For each line of the listing below that contains the string "neck", copy the line.

━━ Available data

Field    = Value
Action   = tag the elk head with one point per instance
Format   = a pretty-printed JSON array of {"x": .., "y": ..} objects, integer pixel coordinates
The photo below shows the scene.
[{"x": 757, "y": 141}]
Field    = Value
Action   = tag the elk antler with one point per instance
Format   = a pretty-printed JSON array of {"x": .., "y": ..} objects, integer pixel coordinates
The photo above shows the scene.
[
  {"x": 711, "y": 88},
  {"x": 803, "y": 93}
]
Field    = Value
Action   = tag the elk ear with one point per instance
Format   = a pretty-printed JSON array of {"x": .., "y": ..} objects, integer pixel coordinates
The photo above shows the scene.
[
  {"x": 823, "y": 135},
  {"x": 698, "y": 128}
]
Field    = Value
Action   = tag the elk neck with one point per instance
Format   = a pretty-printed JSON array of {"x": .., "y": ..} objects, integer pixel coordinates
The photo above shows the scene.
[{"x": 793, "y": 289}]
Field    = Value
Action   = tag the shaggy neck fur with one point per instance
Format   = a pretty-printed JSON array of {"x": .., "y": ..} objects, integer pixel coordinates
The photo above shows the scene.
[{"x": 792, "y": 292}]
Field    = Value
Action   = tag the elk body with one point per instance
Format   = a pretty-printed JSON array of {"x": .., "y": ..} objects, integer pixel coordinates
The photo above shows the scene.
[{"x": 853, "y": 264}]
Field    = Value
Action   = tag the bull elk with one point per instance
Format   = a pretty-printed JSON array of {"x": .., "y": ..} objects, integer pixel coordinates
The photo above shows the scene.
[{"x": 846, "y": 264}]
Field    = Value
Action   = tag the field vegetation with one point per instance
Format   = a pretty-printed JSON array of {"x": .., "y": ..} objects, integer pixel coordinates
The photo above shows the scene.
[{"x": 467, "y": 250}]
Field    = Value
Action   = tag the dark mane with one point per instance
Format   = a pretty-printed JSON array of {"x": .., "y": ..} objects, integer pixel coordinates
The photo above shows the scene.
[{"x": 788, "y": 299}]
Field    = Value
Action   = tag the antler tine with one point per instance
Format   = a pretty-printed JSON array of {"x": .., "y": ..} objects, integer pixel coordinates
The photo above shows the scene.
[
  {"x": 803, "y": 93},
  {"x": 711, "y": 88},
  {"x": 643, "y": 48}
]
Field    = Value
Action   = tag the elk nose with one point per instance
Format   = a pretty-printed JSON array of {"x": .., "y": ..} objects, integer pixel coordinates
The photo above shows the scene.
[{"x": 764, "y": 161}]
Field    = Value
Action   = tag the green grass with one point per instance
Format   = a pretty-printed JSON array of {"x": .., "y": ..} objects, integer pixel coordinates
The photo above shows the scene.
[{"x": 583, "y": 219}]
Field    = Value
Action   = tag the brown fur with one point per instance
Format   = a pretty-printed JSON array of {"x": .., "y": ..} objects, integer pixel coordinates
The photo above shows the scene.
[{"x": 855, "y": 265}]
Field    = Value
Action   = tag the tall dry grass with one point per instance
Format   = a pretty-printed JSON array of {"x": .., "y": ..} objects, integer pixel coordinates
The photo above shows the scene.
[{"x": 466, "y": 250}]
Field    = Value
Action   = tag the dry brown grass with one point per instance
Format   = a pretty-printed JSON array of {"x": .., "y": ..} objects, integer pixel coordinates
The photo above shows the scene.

━━━━
━━ Available data

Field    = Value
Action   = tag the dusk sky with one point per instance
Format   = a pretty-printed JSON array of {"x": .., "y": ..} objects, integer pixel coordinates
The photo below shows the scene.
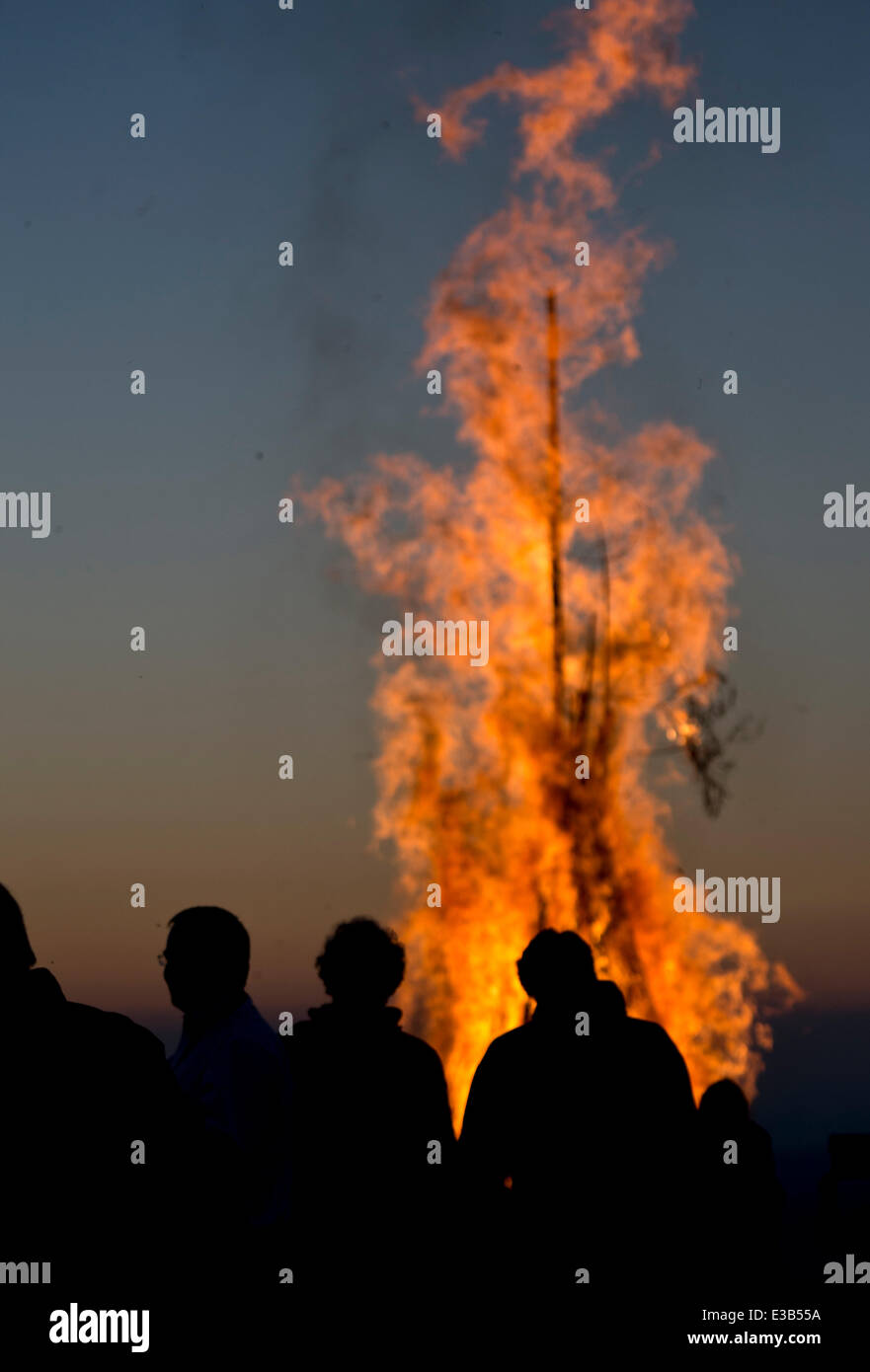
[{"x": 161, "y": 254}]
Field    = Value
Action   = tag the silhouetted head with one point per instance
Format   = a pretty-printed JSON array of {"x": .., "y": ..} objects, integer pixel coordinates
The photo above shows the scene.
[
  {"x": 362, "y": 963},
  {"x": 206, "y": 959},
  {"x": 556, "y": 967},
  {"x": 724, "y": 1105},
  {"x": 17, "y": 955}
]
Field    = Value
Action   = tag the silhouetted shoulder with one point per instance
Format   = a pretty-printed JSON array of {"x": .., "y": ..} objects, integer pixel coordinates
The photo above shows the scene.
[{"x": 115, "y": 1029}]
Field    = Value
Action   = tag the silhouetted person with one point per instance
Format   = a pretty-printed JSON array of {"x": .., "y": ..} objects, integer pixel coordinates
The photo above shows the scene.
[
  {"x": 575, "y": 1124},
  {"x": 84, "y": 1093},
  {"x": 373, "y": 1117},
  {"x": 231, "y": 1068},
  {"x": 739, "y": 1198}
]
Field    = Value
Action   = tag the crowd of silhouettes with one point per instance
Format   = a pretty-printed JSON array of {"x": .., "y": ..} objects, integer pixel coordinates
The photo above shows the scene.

━━━━
━━ Available data

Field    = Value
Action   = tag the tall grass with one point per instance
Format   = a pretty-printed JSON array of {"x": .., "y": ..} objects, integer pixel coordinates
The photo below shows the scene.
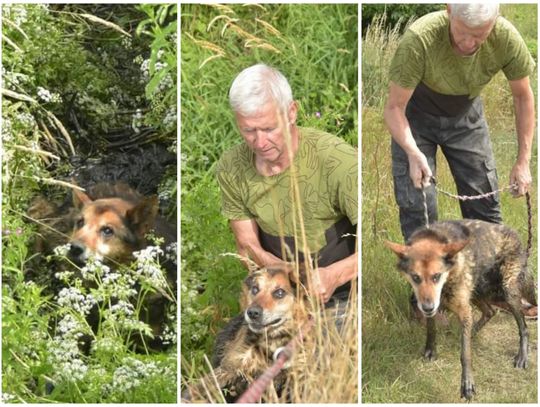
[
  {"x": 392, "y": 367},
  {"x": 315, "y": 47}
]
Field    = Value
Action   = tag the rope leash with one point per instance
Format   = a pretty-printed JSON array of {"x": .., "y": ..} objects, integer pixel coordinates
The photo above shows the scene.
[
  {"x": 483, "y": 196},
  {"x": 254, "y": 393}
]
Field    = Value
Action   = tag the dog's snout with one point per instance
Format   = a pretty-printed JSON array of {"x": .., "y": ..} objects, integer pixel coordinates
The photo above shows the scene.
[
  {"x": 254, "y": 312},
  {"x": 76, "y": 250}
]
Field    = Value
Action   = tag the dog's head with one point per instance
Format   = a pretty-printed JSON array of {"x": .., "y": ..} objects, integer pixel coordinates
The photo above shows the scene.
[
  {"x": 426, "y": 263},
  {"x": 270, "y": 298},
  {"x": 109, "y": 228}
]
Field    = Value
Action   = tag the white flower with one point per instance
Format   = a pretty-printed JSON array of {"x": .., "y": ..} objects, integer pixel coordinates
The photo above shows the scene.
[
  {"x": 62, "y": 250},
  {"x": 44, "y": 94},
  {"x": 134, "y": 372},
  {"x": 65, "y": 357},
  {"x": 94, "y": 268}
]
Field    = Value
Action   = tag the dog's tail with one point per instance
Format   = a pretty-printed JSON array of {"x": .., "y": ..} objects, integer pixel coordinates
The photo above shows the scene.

━━━━

# [Expected answer]
Action   = tag the elk neck with one point per instance
Action   = tag the shaggy neck fur with one point per instance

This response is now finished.